(Task details)
Reproduce word for word the lines of the data below, from the line containing "Pinpoint woman's hand" through the line containing "left=124, top=165, right=248, bottom=347", both included.

(Rows of box annotation data)
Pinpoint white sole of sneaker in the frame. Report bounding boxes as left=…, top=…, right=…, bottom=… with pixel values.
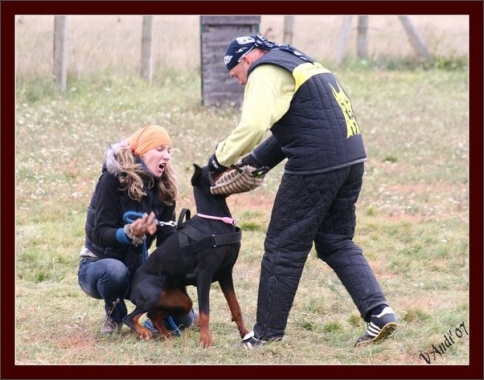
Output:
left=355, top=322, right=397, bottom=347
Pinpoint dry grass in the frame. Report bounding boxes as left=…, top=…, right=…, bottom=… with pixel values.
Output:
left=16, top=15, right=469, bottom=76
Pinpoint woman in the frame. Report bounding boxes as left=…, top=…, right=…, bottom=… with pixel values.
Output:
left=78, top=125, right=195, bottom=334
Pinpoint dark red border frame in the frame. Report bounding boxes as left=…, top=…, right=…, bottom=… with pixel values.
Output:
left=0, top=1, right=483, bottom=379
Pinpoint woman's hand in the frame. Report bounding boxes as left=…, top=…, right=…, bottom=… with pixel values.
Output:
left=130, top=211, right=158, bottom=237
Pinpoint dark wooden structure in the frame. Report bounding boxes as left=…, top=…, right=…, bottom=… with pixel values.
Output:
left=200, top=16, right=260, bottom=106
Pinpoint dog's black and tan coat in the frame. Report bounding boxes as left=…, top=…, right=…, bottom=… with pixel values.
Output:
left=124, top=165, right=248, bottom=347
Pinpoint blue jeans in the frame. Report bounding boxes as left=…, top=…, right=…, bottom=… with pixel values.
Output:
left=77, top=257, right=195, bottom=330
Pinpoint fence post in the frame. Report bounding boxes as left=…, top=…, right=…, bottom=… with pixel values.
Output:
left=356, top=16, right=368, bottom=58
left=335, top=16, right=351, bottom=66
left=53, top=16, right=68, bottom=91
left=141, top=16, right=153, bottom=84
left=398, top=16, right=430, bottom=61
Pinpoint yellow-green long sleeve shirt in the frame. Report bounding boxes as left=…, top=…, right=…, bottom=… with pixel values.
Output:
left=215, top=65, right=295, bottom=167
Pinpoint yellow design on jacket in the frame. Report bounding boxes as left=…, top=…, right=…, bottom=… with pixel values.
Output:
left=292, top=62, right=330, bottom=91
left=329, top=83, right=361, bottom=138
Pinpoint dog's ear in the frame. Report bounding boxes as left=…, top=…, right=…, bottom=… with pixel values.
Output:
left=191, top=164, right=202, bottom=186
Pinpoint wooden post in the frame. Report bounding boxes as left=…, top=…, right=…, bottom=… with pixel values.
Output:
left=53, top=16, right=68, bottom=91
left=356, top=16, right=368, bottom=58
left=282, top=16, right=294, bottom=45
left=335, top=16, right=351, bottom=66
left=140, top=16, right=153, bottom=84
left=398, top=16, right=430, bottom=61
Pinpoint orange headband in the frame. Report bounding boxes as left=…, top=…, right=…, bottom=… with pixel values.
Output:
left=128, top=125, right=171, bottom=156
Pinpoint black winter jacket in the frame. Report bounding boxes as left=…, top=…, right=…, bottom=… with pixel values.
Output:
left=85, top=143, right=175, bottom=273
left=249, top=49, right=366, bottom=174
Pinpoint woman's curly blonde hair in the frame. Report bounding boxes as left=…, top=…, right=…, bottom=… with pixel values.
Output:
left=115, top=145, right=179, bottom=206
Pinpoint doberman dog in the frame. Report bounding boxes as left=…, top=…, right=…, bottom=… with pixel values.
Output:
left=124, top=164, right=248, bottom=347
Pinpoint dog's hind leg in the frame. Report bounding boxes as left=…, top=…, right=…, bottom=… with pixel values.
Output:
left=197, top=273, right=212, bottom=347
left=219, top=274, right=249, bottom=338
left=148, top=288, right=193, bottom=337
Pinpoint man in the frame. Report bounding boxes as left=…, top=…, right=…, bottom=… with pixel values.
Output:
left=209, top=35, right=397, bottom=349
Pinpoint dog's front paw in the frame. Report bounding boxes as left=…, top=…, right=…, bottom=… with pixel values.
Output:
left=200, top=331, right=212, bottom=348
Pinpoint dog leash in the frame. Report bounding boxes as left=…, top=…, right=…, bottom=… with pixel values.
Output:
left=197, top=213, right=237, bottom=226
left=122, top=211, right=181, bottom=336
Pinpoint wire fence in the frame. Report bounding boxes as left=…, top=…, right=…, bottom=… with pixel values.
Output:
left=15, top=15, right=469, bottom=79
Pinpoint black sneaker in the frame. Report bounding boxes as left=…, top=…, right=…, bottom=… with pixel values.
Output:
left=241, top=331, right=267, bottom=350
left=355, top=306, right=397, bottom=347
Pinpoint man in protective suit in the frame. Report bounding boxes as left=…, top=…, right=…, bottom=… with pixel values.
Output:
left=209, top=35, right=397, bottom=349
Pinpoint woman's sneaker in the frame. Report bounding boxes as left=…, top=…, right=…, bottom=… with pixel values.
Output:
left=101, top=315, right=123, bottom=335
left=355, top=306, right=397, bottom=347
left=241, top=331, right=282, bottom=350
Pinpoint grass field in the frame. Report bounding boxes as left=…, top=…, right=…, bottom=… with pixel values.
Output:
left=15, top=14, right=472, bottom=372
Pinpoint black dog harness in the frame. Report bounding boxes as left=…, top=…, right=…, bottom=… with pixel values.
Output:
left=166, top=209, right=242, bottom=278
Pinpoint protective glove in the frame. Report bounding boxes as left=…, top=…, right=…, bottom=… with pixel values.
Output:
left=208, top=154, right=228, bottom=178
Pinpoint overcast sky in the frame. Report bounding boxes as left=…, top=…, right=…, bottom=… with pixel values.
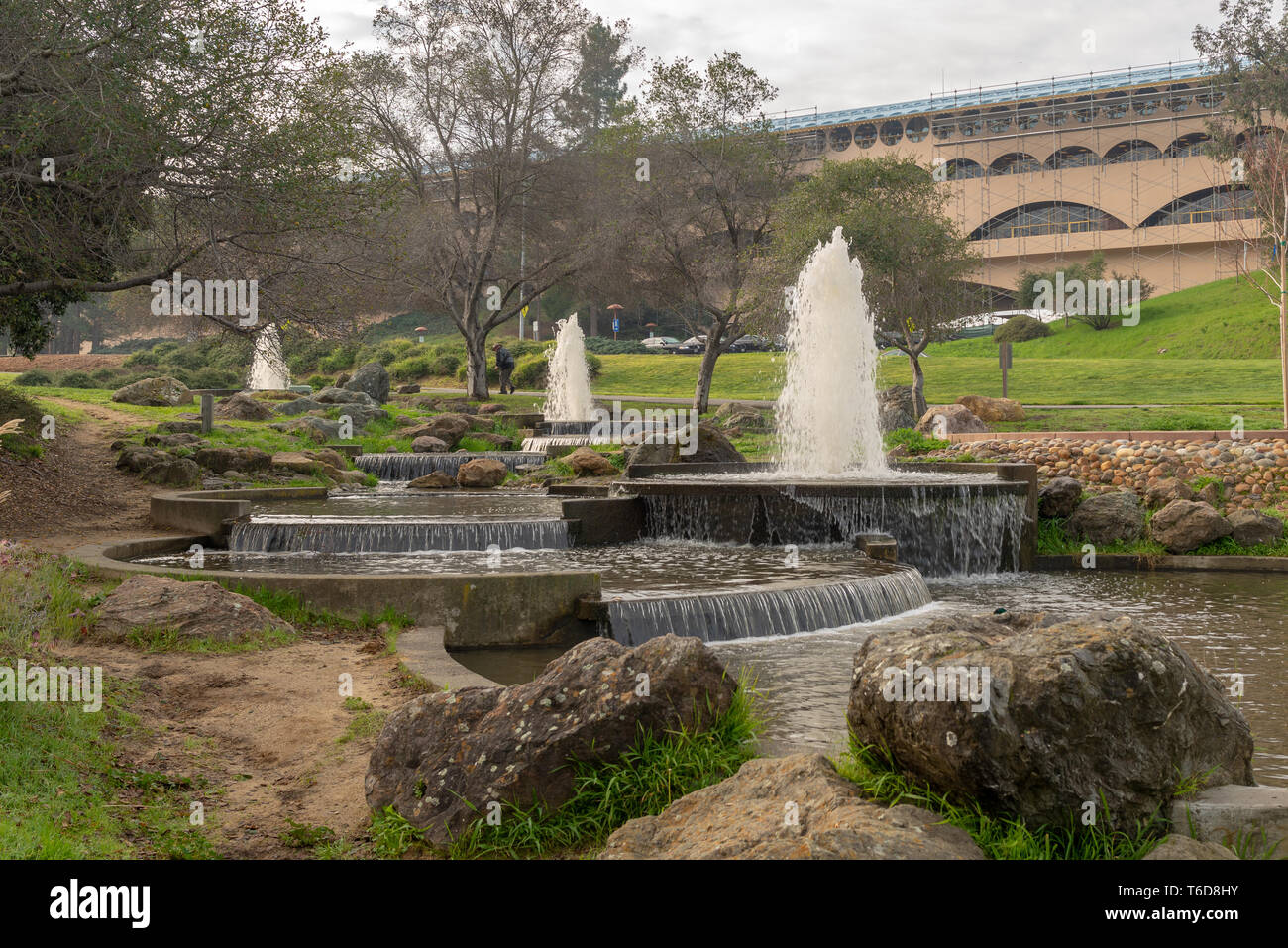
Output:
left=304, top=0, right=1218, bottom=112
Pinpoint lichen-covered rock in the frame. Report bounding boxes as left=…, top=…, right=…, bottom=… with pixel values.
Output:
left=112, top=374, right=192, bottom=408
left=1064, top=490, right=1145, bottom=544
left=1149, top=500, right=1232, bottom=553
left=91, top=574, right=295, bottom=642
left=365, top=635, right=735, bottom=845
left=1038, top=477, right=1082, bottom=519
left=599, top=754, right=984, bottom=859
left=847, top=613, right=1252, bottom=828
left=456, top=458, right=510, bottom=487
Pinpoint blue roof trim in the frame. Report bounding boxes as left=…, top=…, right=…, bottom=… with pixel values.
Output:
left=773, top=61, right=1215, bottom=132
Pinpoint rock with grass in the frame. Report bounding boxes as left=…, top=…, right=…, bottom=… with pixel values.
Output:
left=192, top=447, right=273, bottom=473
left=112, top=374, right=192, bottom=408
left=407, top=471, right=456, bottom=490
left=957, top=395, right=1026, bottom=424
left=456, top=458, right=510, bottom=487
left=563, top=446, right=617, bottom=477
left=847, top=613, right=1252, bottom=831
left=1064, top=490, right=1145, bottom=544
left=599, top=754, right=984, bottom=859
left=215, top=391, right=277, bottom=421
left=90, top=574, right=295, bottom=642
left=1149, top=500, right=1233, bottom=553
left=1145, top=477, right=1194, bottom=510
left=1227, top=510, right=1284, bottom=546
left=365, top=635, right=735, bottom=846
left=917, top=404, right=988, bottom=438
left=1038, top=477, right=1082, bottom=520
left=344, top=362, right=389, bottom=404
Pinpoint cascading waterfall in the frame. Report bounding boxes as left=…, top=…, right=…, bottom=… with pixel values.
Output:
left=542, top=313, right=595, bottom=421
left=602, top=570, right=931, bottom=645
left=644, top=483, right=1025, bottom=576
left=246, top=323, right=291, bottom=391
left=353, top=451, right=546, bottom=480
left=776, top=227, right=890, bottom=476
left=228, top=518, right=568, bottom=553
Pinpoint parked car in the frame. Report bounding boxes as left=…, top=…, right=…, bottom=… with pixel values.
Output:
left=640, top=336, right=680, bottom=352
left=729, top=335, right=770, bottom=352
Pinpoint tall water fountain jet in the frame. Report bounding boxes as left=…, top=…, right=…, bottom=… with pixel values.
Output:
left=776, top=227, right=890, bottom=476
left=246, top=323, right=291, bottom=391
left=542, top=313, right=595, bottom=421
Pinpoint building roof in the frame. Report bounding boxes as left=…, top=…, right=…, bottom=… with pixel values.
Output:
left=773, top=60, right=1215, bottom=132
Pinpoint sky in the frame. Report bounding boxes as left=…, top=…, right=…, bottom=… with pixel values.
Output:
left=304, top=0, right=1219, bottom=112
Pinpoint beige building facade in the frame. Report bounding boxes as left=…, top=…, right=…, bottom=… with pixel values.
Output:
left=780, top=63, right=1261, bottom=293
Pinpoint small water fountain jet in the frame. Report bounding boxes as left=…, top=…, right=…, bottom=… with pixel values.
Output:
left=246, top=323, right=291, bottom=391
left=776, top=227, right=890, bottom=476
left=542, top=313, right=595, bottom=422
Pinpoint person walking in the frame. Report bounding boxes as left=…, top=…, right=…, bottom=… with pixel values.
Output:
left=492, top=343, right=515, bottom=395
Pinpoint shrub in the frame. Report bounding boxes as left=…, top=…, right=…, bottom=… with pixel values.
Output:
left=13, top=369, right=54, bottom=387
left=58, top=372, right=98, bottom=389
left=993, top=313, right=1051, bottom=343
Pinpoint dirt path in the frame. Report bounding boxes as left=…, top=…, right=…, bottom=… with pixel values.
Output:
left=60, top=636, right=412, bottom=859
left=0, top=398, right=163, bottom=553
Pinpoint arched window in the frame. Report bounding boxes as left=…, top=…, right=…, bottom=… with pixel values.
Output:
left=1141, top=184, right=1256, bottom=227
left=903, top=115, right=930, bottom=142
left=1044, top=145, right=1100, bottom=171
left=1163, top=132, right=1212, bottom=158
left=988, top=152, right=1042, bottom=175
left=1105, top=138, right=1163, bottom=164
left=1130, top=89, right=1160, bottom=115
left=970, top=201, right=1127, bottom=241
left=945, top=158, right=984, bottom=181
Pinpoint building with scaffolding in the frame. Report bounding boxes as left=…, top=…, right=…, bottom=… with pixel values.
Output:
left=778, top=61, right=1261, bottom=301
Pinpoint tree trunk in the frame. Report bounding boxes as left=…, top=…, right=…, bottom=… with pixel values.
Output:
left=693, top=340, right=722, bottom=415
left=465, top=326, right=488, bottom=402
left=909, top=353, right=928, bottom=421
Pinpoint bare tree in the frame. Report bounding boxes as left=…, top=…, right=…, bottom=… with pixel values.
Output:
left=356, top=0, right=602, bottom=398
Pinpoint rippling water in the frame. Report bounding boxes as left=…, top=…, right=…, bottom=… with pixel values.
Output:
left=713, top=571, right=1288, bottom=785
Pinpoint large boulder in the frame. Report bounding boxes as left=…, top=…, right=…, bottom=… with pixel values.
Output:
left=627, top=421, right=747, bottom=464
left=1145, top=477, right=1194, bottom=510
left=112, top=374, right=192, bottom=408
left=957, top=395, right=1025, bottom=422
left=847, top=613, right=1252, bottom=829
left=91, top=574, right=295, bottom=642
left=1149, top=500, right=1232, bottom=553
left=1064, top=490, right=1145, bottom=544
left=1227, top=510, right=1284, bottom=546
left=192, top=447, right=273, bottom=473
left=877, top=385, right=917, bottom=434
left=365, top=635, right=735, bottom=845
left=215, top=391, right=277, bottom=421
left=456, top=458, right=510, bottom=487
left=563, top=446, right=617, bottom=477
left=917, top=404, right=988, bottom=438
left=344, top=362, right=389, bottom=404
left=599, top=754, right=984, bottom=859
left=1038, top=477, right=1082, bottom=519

(Response)
Pinpoint woman's hand in the frame. Report bounding boxes as left=…, top=…, right=…, bottom=… with pixel values.
Output:
left=130, top=211, right=158, bottom=237
Pinpoint dark wooden structure in the frame. Report bounding boxes as left=…, top=…, right=…, bottom=… with pixel values.
Output:
left=200, top=16, right=260, bottom=106
Pinpoint dog's black and tan coat in the frame. Report bounding boxes as left=…, top=…, right=…, bottom=… with pixel values.
Output:
left=124, top=165, right=248, bottom=347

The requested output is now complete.